▶ _Given request_: Rewrite only the stretch from the line containing "Please locate the cloudy" through the line containing "(1170, 126)", both lines included, and keep the wording of each item unchanged. Scale every coordinate in the answers by 0.45 and round each result to a whole number, with halves rounded up.

* * * *

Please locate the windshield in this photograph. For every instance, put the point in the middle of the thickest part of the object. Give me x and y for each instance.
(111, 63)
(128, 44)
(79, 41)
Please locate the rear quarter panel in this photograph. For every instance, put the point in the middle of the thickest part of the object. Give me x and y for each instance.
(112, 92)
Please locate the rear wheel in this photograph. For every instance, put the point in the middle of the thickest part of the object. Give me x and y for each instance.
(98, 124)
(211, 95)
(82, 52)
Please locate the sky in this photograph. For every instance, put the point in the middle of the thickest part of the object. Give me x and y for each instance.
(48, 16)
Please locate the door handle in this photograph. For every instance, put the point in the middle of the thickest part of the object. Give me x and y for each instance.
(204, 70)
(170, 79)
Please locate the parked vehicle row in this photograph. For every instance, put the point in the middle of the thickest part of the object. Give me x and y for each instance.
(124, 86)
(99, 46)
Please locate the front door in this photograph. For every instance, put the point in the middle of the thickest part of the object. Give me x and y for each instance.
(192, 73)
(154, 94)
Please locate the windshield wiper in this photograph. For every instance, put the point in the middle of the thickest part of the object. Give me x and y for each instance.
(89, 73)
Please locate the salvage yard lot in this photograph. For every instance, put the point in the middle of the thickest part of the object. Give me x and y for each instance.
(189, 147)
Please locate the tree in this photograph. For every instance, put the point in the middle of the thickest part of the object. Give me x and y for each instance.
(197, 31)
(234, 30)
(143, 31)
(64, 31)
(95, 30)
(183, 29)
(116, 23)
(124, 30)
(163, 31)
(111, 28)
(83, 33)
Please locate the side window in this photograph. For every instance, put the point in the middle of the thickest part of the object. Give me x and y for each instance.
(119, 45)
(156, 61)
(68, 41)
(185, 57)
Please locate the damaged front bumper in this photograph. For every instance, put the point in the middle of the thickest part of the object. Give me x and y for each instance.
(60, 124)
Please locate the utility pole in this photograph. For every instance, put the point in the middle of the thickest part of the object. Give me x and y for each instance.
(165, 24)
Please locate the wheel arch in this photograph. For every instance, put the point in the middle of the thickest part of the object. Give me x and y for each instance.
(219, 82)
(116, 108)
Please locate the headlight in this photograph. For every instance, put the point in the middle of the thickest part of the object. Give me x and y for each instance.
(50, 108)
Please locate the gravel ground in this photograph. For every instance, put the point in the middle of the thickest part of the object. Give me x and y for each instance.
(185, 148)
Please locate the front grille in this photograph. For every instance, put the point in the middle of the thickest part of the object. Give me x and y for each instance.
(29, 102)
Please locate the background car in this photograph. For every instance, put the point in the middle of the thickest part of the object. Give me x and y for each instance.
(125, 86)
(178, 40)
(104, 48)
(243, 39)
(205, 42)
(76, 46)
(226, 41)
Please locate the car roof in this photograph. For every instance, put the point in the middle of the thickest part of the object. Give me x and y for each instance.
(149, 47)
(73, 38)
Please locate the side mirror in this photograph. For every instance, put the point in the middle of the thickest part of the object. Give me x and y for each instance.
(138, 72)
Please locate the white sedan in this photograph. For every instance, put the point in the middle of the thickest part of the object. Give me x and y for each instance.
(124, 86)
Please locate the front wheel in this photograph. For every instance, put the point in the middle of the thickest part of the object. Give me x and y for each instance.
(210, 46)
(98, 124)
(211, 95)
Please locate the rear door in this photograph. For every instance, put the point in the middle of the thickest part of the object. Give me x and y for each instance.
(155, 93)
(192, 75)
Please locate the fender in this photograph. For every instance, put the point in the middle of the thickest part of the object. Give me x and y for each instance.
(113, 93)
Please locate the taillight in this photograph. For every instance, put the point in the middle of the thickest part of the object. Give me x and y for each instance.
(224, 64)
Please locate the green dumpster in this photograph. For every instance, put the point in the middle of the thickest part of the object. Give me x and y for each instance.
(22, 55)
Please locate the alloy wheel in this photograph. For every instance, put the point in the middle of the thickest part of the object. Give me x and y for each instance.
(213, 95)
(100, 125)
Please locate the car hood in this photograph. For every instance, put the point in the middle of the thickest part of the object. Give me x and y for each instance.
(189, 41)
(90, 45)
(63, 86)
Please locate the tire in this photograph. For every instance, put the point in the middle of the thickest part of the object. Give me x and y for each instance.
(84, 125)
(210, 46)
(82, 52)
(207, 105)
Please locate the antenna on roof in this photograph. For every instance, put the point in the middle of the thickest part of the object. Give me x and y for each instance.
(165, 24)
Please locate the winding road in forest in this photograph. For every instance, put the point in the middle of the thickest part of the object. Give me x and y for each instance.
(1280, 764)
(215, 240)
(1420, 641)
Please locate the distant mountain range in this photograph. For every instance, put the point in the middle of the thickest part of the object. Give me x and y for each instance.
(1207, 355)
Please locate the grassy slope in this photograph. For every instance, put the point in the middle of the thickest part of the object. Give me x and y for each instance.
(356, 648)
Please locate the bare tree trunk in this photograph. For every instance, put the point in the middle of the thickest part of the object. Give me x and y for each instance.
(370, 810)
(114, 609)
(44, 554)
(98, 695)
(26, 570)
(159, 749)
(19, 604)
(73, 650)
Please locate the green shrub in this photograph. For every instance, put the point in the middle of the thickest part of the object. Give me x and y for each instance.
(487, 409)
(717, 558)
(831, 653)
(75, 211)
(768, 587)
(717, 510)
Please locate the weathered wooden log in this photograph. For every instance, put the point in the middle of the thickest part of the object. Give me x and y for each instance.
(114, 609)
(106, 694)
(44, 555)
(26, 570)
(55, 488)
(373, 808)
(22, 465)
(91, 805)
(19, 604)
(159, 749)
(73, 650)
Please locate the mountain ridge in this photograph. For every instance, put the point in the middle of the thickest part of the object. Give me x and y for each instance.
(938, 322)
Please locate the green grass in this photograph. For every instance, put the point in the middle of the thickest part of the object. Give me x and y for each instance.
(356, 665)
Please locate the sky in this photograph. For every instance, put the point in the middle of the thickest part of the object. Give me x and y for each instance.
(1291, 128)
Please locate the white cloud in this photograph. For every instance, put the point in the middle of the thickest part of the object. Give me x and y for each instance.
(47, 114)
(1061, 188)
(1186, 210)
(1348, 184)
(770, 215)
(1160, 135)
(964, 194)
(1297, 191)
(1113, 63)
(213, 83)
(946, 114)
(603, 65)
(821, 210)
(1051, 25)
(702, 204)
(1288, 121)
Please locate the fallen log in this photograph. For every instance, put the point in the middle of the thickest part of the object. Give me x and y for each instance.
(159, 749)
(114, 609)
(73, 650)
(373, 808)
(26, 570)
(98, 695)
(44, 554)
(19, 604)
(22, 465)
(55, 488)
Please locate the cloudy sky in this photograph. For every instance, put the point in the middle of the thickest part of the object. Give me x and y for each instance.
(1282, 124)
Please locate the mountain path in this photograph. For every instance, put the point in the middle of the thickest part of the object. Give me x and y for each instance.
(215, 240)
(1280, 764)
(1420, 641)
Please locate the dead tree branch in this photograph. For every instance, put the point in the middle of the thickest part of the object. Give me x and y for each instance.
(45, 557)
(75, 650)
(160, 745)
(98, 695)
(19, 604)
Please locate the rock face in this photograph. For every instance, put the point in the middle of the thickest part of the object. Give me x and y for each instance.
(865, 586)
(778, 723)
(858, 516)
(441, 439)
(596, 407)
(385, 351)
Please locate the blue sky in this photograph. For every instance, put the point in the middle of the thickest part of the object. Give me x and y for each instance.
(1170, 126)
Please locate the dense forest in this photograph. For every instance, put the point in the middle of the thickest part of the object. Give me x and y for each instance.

* * * *

▶ _Exercise result_:
Please locate the cloudy sky in this photograph. For every instance, put the point in the middle of the thickest part of the object. Give me x and y for each instance.
(577, 56)
Please locate the mountain path in this photograph. For every instance, put the point in the middle of the thickest part of the object. Give me x and y for each instance.
(97, 108)
(576, 344)
(639, 288)
Please locate the dead tree branch in this photograph. For every instance, put the point in the middle of the thickest part of the object. Give me x and y for each instance.
(20, 251)
(34, 293)
(72, 335)
(44, 313)
(9, 272)
Please locate the rock face in this photograph. For every instance, put the point in the middle of the thickest part of the object. Give me x and y for each instance.
(389, 264)
(350, 325)
(386, 232)
(198, 198)
(268, 183)
(173, 158)
Please locate the blue sky in this photograph. For every instance, put the point in the middle of the thickest part of the object. Give me x and y for each instance.
(527, 57)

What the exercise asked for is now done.